— EXERCISE INPUT —
>> Begin
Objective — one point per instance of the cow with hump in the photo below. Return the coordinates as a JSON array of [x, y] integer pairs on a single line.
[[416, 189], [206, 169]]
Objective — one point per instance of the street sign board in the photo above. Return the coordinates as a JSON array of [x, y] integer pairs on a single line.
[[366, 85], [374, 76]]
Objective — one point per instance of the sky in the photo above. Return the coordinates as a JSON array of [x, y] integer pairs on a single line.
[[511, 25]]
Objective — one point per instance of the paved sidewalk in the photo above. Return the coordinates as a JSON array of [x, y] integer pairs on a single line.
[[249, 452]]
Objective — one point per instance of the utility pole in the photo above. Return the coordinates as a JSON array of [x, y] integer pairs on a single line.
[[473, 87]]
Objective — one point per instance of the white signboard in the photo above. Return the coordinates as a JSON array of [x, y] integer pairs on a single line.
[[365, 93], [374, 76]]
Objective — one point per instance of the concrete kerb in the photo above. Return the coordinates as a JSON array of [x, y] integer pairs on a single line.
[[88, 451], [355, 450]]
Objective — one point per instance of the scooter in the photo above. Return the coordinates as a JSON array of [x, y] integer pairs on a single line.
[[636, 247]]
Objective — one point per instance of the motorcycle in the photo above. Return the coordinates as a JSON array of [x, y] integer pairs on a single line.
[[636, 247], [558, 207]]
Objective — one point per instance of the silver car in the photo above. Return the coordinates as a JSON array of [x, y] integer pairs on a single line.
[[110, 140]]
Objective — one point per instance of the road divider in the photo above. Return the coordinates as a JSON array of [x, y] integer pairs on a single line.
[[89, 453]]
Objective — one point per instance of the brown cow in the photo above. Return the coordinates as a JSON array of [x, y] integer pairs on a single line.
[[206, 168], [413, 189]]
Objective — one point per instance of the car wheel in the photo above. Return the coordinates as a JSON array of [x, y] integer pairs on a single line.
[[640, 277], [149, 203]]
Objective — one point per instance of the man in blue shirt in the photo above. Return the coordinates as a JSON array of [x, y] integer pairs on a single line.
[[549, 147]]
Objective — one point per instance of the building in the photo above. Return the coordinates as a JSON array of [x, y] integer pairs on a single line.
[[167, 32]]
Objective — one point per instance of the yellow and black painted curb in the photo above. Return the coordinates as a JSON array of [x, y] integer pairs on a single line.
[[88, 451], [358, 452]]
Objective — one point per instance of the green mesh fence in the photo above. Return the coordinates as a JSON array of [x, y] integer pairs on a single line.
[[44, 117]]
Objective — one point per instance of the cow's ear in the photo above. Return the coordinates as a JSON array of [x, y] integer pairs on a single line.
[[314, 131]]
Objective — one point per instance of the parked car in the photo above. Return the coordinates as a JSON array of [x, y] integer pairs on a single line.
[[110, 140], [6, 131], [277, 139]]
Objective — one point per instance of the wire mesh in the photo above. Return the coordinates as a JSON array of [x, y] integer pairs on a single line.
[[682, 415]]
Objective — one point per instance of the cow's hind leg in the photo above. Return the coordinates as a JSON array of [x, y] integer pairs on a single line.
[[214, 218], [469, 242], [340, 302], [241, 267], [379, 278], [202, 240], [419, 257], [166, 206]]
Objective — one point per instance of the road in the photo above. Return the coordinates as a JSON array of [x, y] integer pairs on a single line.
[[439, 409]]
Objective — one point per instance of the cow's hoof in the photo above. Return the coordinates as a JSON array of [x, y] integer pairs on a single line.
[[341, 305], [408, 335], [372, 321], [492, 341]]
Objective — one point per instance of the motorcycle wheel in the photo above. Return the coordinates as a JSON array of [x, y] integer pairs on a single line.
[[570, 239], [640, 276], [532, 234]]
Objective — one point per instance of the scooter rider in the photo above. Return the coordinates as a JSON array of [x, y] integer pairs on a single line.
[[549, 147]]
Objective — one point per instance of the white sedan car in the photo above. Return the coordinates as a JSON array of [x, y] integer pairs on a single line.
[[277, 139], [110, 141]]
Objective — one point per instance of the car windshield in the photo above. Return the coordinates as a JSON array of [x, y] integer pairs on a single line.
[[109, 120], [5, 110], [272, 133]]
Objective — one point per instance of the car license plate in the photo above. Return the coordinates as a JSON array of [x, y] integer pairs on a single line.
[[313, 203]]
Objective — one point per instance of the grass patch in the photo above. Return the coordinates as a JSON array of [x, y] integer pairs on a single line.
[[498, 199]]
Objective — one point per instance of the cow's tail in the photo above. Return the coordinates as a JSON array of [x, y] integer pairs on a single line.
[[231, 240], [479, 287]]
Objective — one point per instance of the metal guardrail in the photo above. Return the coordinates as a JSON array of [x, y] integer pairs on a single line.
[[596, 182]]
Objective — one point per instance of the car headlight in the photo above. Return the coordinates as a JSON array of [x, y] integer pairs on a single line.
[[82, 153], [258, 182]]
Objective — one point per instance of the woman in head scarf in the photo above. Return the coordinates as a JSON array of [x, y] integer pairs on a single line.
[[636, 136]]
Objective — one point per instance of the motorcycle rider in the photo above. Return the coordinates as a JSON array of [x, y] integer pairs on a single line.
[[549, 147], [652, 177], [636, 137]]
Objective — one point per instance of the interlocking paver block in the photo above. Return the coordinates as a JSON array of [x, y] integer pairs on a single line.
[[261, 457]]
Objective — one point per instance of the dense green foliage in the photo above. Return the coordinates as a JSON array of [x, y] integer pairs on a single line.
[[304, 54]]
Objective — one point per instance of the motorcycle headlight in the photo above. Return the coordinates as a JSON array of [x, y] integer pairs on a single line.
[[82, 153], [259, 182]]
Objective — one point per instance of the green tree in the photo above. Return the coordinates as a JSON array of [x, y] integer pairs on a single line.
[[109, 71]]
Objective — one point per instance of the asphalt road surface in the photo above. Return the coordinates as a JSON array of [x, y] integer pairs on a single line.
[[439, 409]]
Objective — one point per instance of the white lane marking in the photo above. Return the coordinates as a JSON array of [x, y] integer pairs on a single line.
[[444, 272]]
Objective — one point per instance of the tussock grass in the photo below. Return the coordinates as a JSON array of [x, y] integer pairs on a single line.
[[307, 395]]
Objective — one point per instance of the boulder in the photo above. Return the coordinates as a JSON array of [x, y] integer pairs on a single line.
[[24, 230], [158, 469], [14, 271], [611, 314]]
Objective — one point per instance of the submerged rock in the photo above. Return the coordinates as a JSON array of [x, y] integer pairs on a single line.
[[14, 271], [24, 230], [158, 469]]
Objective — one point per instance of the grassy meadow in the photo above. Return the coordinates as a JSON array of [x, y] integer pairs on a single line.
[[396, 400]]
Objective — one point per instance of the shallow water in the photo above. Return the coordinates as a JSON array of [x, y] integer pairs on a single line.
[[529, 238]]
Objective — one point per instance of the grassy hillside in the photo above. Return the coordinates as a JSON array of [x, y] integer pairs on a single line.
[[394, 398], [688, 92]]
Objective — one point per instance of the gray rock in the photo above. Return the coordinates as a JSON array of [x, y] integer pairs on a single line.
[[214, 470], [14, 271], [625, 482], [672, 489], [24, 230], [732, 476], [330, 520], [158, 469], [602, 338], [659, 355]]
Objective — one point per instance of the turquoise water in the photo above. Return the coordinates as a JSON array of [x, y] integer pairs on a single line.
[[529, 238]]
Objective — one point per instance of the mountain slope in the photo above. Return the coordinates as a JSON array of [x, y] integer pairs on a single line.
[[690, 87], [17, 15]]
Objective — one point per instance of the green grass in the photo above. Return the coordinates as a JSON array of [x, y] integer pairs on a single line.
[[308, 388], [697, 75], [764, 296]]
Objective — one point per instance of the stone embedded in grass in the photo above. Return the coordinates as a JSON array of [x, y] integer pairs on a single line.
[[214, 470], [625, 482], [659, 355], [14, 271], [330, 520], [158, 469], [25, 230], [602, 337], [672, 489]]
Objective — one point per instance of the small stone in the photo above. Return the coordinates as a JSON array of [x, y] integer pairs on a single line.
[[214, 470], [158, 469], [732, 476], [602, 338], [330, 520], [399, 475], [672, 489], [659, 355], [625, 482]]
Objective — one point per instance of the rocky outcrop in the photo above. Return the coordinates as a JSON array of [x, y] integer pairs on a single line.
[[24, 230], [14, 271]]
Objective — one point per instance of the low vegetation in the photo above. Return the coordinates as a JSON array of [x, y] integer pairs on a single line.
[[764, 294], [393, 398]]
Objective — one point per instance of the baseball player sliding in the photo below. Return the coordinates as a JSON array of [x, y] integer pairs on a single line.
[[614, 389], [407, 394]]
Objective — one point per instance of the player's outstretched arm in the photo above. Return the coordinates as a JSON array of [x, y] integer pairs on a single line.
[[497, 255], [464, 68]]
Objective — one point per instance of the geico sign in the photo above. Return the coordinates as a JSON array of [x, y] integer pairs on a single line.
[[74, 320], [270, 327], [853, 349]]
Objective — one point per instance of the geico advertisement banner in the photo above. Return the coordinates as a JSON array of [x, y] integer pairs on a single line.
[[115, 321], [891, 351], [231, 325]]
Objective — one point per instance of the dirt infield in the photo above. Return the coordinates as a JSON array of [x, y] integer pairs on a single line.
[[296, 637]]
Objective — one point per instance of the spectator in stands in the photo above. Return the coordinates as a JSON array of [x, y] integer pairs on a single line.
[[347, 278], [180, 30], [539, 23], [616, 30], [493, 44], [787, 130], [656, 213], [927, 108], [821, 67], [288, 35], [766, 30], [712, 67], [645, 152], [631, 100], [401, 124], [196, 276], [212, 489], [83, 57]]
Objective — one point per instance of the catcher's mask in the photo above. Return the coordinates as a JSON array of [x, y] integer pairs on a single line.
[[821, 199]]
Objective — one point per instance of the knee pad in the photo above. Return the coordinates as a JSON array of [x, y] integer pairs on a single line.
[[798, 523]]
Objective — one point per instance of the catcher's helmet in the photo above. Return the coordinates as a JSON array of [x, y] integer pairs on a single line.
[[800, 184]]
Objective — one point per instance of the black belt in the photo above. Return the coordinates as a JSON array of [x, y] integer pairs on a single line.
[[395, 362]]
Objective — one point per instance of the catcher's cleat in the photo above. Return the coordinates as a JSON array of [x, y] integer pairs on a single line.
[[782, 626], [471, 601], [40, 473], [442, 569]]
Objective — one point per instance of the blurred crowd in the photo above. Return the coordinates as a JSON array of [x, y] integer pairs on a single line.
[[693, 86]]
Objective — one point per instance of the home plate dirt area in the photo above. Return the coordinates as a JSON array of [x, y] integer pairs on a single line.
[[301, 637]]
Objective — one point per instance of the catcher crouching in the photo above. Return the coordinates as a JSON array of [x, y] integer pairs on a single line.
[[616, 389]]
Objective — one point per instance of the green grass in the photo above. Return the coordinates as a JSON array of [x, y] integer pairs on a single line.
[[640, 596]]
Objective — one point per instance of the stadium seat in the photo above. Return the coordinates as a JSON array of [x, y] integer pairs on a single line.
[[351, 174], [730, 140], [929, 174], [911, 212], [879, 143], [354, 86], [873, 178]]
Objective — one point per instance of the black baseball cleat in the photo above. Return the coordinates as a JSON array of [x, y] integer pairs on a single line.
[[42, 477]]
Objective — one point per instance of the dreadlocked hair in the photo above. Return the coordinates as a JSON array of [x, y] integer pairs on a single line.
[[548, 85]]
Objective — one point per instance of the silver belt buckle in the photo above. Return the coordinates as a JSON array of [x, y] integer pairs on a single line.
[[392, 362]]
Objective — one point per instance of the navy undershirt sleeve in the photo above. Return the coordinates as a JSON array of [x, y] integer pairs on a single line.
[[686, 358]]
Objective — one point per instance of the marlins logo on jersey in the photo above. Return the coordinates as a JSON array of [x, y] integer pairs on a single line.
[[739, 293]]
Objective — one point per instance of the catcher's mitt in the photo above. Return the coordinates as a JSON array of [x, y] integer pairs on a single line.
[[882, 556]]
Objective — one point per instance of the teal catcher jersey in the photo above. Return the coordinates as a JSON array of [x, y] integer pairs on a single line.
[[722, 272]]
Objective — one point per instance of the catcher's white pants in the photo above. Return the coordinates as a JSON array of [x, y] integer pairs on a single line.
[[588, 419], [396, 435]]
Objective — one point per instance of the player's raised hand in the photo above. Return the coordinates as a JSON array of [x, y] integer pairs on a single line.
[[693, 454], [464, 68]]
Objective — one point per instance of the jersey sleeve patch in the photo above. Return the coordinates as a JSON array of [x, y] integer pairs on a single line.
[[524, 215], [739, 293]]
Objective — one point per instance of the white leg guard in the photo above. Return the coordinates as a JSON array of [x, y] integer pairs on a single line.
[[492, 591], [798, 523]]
>> End
— YOUR TASK —
Rewrite the lines starting at the one that contains "Objective — one point per instance of the car windshield" and ending at the one that contains "[[231, 240], [479, 287]]", replacing "Objective" with "Goal" and changing nothing else.

— RESPONSE TO THIS EXERCISE —
Goal — one point per instance of the car windshield in the photo above. Return the coordinates as a JSON array of [x, y] integer pairs on a single line.
[[109, 120], [5, 110], [272, 133]]
Goal — one point per instance of the car license plate in the photo above. Return the coordinates as a JSON array of [x, y] integer pairs on a single line.
[[313, 203]]
Goal — one point per instance of the grass patch in the photo above. Return the coordinates as a JSON array of [x, y] integer pairs on a single line.
[[498, 199]]
Goal — one point per instance of the cow's tail in the photo above. Return the coordinates as a JSON array of [x, y] integer pairs on a single line.
[[231, 240], [479, 287]]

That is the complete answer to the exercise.